__Task to carry out__: Revise everything from the line containing "trace the outline of every instance of the wilted" down to the end of the entries, replacing "wilted flower head" with "fallen leaf" and changing nothing else.
*-*-*
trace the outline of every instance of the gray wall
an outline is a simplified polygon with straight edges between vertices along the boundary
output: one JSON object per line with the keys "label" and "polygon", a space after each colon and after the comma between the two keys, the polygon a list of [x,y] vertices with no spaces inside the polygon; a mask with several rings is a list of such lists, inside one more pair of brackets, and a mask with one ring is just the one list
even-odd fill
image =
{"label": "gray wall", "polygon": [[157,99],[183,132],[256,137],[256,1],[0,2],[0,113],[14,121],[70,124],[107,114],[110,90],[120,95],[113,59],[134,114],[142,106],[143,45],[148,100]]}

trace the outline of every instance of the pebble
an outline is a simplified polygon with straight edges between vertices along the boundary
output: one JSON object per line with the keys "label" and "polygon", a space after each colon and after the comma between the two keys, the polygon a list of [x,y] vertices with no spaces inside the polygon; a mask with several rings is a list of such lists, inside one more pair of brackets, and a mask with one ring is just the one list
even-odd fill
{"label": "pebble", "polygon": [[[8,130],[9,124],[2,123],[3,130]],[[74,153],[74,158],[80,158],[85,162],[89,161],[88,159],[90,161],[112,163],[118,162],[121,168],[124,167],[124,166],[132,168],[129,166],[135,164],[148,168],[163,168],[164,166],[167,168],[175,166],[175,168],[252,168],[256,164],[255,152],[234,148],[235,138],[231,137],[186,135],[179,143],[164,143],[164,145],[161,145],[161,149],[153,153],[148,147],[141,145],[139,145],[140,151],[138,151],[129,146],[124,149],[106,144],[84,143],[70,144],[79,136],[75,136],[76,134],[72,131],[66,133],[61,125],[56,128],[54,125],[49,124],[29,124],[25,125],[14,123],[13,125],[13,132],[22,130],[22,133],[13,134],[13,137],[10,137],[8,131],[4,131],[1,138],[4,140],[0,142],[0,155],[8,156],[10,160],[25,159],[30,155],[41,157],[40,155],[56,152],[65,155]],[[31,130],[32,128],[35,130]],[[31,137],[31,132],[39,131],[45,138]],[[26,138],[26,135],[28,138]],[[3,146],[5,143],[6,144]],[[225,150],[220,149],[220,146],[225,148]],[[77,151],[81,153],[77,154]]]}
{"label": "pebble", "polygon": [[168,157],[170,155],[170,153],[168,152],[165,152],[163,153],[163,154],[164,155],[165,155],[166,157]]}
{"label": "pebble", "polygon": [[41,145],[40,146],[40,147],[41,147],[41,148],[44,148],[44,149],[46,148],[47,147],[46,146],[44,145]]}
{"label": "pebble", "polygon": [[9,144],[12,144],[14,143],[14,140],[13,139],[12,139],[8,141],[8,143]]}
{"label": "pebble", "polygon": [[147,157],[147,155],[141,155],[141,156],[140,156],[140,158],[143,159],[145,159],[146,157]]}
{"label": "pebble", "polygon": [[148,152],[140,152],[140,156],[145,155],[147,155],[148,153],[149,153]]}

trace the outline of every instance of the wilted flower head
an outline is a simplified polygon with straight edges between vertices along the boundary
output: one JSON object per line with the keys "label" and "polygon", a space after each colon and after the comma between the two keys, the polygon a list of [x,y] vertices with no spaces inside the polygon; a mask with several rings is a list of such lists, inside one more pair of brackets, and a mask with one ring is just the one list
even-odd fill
*-*-*
__Task answer__:
trace the outline of every instance of the fallen leaf
an outline is a simplified polygon with straight edges between vertices along the boundary
output: one JSON object per line with the keys "label" and "polygon", a space after each colon and after the comma between the two keys, the polygon a list of [x,y] vertices with no spaces inside the polygon; a mask with several rings is a list of such lists, inside one more pair of brackets, and a mask with one ring is just the one list
even-odd fill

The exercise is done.